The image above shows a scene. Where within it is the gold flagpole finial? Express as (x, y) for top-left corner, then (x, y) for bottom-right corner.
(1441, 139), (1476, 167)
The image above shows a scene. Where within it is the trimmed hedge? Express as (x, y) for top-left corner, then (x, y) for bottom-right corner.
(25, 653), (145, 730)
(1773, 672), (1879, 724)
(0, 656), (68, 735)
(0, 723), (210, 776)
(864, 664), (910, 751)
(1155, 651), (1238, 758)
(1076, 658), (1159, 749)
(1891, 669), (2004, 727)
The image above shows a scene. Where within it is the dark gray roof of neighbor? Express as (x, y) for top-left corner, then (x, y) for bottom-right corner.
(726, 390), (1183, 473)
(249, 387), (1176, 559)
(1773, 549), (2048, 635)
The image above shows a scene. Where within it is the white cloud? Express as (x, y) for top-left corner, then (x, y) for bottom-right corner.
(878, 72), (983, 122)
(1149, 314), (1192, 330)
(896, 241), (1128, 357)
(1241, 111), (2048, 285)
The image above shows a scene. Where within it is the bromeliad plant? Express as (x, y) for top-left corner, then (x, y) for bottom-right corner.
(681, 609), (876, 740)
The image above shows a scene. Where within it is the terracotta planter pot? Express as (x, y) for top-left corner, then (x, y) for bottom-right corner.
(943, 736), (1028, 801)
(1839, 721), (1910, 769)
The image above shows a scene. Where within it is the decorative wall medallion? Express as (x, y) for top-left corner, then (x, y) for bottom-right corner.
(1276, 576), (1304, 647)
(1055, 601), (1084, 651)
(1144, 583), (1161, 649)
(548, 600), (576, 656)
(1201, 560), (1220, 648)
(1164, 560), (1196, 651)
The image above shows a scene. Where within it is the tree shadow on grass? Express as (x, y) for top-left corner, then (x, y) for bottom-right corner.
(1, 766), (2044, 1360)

..............................

▶ [ASSIGNMENT]: Starting at the line that contains "is the dark", print every line through the end of the listing, word for word. Leave out all the rest.

▶ [ANSWER SECTION]:
The image above shows a scene. Where within it is the dark gray roof of neighbor? Express as (x, y) for top-left corner, then (x, y) for bottom-right corner.
(726, 390), (1183, 473)
(249, 387), (1176, 559)
(1773, 549), (2048, 635)
The image above shows a scene. Where within it is the white cloud? Express as (x, y) for top-left corner, then (x, y) for bottom-right corner.
(878, 72), (983, 122)
(1149, 314), (1192, 330)
(896, 241), (1128, 357)
(1241, 111), (2048, 285)
The image above shows a scene. Where within it is the bromeliad plant? Express as (x, y) for top-left corner, then (x, y) for bottom-right corner.
(681, 609), (876, 740)
The image above shows a scene. Where within it is the terracotta planter pot? Express as (x, y) for top-left corner, then (x, y) for bottom-right corner.
(943, 736), (1028, 801)
(1839, 721), (1910, 769)
The image above shows a scene. Where within it is the decorative wall medallion? Express as (x, y) for top-left corner, then (x, y) for bottom-right corner.
(1276, 576), (1304, 647)
(1055, 601), (1084, 651)
(1144, 583), (1161, 649)
(548, 600), (576, 656)
(1201, 560), (1220, 648)
(1164, 560), (1196, 651)
The image above shows a scene. Where within it is the tree shadow on grass? Express as (x, y) for top-left corner, then (x, y) for bottom-right corner.
(1, 766), (2044, 1360)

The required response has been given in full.